Problem details -> With the images left out, print every entry that follows exactly.

Supplied material ->
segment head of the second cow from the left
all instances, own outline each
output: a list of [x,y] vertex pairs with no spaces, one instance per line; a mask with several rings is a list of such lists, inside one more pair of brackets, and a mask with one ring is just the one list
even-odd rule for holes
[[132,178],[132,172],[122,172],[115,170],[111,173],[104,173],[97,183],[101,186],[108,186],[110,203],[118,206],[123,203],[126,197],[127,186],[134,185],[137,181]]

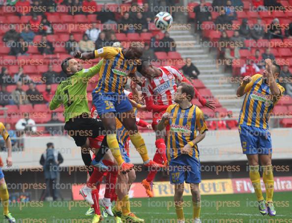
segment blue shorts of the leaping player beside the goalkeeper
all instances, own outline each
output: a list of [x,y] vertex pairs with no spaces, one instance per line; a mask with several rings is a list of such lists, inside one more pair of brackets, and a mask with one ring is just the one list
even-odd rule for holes
[[122,113],[133,109],[131,102],[125,94],[95,93],[95,90],[93,90],[92,102],[98,115],[109,112]]

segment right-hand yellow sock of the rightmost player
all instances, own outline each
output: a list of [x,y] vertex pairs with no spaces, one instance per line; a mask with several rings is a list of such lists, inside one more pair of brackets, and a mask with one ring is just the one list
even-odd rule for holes
[[274,194],[274,175],[273,175],[273,166],[263,166],[263,183],[265,186],[266,192],[266,202],[273,201]]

Solution for this problem ->
segment head of the second cow from the left
all instances, own outline each
output: a list of [x,y] vertex pairs with no spaces, one instance per line; a mask with several rings is a list of such lists, inside one more pair of brackets, and a mask with one ring is just the one list
even-odd rule for holes
[[132,178],[132,172],[122,172],[115,170],[111,173],[104,173],[97,183],[101,186],[108,186],[110,203],[118,206],[123,203],[126,197],[127,186],[134,185],[137,181]]

segment blue shorts of the leaping player beside the goalkeeper
all instances, own outline each
output: a list of [x,y] vertex pairs with no spaces, one instance per line; a mask with several rings is a list of such lists, inside one more pair of brackets, and a mask with one ring is just the one list
even-odd rule for holes
[[122,113],[133,109],[131,102],[125,94],[95,93],[95,90],[93,90],[92,102],[98,115],[109,112]]

segment right-hand yellow sock of the rightmost player
all instances, own outline each
output: a list of [x,y] vertex pairs with no spaces, one instance per line; a mask with several rings is a list of such lists, inside one more pair of brackets, and a mask with one ring is just the one list
even-odd rule for holes
[[274,194],[274,175],[273,175],[273,166],[263,166],[263,183],[265,186],[266,192],[266,202],[273,201]]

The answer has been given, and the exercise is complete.